* Work request
For the entries below, state how many lines include the string "pompidou", and write nothing besides that number.

Records from a dataset
============

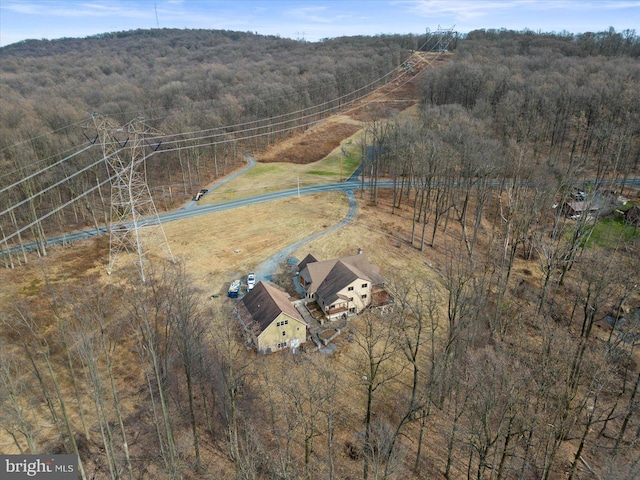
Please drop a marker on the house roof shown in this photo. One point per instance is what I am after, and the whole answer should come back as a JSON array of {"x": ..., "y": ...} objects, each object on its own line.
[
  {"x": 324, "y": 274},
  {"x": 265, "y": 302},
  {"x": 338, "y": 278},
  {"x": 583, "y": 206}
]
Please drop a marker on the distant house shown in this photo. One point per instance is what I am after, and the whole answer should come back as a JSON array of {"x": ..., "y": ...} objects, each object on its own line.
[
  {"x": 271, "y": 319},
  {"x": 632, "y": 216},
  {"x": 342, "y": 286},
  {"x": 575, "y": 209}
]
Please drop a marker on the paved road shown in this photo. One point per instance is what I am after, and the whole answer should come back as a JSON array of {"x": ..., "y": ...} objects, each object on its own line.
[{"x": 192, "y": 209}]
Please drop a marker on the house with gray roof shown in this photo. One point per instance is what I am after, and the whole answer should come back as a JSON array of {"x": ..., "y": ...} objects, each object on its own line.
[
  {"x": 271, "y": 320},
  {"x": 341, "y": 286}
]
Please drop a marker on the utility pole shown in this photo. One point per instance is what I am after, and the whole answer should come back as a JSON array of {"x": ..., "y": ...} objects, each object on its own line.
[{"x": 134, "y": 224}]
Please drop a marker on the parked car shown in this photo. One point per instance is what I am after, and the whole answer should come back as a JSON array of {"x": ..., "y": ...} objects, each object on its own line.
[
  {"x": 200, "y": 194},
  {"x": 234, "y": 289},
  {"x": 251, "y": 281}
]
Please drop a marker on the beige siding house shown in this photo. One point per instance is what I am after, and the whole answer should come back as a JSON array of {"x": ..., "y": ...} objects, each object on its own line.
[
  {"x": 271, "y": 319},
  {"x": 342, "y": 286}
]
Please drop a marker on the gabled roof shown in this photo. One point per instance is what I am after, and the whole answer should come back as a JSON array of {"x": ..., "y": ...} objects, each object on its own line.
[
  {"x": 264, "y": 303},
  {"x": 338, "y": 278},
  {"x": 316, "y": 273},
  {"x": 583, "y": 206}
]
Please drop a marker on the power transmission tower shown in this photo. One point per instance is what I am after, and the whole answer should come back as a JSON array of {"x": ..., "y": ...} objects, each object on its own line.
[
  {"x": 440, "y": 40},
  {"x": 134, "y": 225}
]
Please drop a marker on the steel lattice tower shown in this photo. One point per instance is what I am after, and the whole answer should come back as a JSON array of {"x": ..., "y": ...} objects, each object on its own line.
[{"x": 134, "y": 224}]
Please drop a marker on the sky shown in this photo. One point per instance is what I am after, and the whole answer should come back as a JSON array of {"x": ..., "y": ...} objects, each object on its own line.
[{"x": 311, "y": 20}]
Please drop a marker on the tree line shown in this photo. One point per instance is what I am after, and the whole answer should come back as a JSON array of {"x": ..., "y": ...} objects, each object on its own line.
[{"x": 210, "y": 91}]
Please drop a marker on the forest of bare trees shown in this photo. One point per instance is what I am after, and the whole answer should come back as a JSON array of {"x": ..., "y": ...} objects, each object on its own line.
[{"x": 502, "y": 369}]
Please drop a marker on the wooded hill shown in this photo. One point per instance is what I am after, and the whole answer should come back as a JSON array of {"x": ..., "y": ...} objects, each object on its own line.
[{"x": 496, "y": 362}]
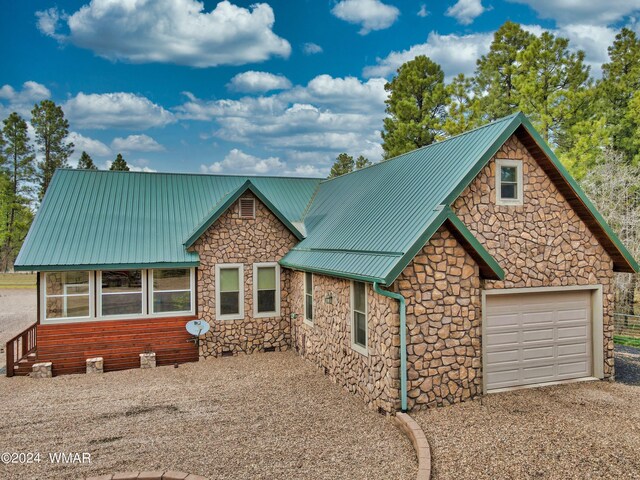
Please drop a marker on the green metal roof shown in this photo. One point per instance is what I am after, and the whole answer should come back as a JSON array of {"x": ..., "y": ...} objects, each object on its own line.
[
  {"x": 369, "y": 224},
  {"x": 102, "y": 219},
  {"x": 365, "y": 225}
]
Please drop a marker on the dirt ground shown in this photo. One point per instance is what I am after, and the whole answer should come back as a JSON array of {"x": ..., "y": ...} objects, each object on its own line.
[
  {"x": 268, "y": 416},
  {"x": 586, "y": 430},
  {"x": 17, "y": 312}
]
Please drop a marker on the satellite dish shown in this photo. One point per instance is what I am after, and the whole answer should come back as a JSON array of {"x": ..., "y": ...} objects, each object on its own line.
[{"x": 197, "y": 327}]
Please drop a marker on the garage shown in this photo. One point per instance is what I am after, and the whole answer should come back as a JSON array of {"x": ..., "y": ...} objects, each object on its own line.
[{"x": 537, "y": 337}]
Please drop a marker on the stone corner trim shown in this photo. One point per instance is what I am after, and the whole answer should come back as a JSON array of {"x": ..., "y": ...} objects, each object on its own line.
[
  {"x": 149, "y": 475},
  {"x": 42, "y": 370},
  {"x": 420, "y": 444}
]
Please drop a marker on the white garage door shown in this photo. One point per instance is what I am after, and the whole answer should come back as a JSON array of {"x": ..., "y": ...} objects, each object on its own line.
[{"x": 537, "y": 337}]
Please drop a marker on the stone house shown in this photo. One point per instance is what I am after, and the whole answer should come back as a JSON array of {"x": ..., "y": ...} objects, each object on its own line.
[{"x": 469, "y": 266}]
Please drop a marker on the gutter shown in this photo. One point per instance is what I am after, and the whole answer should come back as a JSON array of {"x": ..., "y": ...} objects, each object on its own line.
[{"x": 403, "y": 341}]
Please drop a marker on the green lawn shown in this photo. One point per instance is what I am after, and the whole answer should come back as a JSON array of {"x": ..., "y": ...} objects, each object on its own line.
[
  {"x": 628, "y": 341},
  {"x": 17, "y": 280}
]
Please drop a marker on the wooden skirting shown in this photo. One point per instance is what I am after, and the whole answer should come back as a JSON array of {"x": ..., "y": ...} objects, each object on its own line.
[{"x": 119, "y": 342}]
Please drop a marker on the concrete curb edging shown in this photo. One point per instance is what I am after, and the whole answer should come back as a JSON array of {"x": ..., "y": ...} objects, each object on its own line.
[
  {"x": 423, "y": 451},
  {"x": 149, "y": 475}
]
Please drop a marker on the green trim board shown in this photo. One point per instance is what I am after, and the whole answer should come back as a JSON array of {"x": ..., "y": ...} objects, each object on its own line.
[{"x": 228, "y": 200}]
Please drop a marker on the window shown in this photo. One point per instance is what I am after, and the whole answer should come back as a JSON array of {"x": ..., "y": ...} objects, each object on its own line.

============

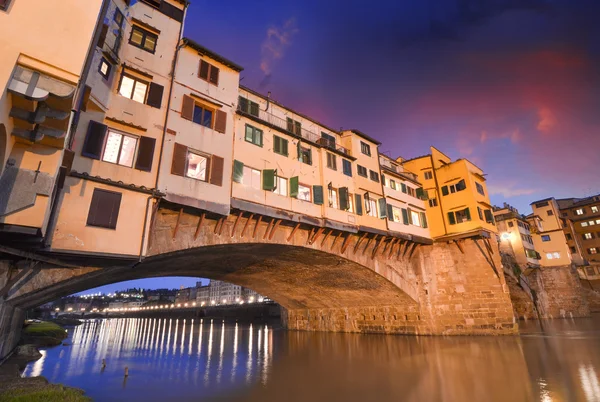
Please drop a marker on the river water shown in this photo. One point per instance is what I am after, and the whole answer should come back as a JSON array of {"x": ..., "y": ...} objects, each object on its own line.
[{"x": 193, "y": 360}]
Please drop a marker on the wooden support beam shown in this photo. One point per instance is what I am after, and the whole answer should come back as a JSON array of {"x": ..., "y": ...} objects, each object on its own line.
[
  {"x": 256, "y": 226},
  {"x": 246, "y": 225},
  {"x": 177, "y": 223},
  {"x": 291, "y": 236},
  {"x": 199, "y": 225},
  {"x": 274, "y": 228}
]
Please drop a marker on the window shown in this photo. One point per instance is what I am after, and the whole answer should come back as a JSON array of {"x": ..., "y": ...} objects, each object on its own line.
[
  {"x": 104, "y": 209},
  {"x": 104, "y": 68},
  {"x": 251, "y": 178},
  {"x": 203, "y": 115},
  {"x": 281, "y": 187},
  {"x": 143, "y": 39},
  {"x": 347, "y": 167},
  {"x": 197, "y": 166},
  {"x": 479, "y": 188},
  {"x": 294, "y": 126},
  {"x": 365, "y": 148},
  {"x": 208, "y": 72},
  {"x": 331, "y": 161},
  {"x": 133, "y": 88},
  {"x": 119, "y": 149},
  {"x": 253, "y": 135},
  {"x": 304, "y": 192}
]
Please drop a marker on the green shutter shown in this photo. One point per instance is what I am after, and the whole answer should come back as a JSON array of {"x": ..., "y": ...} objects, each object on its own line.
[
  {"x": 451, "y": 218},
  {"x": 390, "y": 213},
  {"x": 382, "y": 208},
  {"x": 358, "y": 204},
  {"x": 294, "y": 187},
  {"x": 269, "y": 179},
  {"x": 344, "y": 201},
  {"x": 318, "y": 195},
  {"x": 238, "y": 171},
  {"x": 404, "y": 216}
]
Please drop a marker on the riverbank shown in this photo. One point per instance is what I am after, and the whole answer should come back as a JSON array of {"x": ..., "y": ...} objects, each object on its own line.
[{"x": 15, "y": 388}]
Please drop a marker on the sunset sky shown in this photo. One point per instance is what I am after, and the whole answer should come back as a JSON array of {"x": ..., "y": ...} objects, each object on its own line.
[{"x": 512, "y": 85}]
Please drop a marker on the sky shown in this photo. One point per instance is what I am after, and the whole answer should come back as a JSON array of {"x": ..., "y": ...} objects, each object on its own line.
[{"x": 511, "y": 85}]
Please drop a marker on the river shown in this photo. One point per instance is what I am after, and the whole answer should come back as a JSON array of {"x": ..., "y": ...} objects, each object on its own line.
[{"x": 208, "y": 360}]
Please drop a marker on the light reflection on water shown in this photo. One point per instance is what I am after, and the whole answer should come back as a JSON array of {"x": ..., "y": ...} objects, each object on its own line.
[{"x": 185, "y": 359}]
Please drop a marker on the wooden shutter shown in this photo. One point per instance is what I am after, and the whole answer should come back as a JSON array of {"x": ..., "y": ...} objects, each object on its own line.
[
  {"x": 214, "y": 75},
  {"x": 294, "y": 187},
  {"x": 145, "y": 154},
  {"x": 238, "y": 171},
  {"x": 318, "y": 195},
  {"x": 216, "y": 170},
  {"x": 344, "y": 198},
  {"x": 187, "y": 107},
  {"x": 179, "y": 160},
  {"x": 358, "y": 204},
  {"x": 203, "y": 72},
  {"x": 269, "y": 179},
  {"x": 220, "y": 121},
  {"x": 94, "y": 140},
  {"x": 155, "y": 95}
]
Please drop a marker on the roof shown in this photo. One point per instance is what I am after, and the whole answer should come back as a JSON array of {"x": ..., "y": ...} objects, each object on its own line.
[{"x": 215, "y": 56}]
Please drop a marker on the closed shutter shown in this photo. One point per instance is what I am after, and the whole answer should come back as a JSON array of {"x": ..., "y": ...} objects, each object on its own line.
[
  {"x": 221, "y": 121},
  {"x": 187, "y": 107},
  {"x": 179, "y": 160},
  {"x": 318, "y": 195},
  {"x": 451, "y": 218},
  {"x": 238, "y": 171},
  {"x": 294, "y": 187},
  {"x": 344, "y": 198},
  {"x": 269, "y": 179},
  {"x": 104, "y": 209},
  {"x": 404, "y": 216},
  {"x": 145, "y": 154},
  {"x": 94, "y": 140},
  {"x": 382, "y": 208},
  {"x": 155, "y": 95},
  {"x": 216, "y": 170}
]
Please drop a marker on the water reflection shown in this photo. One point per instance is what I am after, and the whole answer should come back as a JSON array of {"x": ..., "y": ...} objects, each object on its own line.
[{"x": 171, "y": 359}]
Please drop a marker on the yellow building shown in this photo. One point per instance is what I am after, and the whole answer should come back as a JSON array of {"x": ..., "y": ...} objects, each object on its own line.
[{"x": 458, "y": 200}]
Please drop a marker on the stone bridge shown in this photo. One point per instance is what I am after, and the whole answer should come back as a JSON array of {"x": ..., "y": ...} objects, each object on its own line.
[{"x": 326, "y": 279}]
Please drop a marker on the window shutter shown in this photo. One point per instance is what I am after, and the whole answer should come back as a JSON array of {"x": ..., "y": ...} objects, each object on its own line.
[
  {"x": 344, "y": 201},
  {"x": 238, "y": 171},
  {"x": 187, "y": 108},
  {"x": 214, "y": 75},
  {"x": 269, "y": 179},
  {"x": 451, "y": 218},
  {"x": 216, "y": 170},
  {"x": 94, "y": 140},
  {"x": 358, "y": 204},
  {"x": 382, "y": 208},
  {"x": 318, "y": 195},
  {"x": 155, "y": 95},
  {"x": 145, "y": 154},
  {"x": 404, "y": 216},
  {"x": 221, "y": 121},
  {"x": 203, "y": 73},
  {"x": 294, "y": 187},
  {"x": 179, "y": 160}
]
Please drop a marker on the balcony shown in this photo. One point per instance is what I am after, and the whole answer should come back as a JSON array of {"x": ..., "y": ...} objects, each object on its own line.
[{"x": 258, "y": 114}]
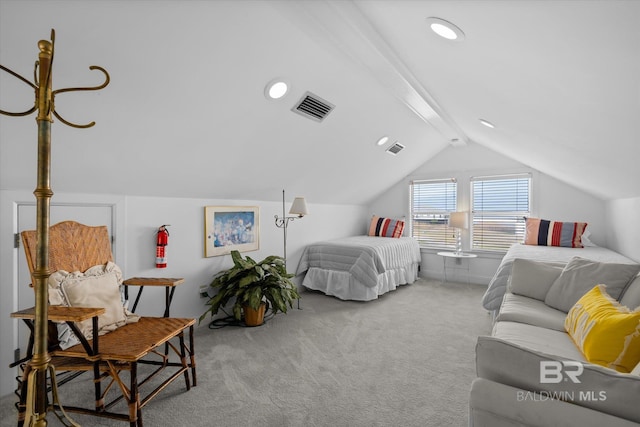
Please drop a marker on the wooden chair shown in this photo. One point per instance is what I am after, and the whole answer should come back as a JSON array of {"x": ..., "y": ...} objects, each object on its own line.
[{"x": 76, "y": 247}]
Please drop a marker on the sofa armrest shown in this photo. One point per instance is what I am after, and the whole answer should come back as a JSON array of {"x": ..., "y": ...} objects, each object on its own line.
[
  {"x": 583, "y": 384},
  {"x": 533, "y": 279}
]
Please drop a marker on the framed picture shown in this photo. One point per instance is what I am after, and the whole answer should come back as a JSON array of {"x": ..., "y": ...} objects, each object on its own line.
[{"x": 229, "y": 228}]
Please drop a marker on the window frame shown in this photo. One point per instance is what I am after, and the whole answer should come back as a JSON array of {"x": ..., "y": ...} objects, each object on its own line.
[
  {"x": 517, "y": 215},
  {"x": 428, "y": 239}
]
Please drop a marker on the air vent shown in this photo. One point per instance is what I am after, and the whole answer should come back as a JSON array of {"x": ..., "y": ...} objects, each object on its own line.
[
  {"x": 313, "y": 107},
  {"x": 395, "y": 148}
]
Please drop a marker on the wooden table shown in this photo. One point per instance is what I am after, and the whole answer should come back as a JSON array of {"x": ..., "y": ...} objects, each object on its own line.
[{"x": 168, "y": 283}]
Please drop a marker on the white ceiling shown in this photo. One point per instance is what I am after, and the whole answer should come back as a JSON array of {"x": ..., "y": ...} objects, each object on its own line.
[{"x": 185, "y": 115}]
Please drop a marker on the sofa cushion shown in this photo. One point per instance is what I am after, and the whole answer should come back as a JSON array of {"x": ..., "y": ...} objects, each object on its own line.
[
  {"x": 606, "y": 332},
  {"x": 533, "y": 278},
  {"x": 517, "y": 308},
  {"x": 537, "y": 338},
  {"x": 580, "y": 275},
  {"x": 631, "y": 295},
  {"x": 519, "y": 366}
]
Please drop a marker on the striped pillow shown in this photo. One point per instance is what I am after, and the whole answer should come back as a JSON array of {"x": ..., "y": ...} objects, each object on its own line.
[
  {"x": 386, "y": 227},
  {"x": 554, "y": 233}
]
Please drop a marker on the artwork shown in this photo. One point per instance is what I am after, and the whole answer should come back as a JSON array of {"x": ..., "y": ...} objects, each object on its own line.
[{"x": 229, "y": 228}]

============

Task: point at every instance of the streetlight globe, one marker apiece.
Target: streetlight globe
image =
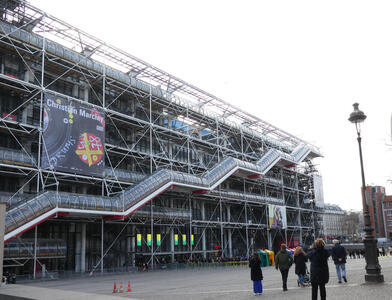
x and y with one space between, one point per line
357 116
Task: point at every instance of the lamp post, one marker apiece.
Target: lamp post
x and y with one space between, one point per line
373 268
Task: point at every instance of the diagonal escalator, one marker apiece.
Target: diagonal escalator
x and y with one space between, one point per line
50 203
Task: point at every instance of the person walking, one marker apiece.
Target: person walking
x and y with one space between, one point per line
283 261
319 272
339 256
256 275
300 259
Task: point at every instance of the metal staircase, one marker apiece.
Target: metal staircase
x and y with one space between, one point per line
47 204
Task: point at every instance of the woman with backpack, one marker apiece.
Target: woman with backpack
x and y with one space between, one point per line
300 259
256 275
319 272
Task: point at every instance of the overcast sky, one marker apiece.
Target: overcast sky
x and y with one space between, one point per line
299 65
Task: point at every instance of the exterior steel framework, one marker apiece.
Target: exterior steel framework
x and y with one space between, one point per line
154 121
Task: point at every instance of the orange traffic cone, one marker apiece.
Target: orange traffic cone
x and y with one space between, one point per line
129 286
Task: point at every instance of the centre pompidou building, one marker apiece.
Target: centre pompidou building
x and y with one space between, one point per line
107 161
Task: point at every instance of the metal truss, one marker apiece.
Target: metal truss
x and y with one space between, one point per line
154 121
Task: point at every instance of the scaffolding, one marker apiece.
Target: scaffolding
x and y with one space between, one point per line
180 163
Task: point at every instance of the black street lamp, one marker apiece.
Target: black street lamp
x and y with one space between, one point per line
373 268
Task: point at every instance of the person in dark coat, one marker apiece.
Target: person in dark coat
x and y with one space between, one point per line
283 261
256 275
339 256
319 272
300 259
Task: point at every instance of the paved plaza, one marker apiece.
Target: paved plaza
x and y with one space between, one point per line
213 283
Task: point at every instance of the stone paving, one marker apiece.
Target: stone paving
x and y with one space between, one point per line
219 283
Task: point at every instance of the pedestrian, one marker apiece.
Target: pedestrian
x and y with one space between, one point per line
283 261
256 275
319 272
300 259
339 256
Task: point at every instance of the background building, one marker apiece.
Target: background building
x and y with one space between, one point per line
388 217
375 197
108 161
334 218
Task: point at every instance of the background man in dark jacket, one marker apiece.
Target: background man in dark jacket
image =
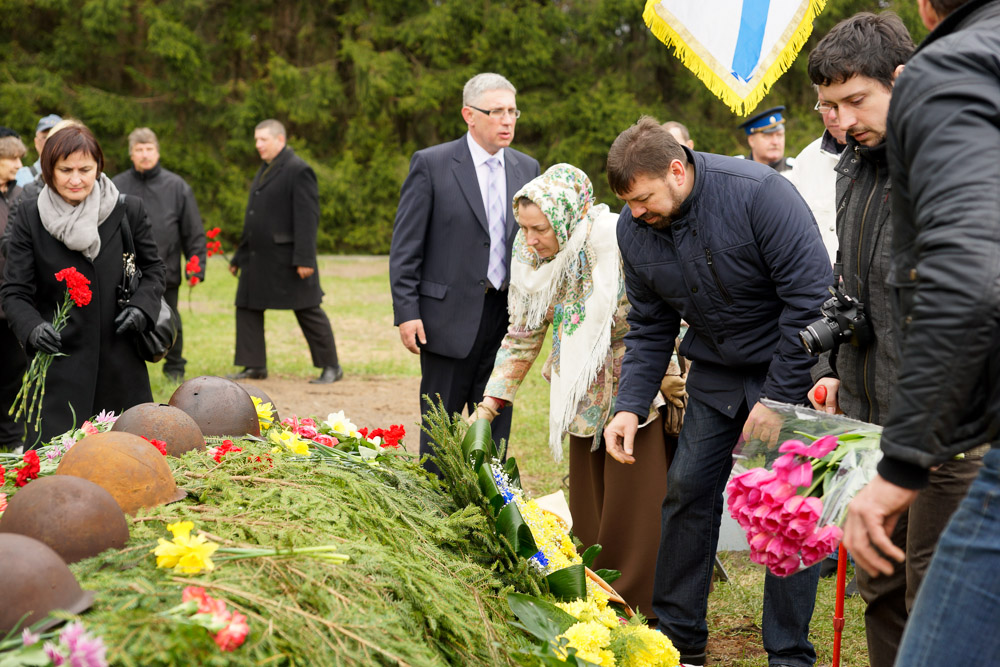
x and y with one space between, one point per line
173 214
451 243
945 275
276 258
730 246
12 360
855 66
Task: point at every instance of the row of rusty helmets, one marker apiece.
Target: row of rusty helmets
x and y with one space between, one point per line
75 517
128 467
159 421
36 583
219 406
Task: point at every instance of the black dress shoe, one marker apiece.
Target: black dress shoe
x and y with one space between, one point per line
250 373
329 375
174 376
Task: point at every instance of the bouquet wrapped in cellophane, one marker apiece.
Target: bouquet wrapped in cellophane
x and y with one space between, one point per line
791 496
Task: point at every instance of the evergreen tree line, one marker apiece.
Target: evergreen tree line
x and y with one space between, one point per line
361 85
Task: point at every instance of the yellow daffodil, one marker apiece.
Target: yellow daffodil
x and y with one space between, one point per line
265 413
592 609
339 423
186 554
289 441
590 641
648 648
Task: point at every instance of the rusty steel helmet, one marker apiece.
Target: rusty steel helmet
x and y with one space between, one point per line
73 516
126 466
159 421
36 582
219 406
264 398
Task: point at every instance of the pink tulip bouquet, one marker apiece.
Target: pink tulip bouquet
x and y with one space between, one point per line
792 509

============

* Answer space
2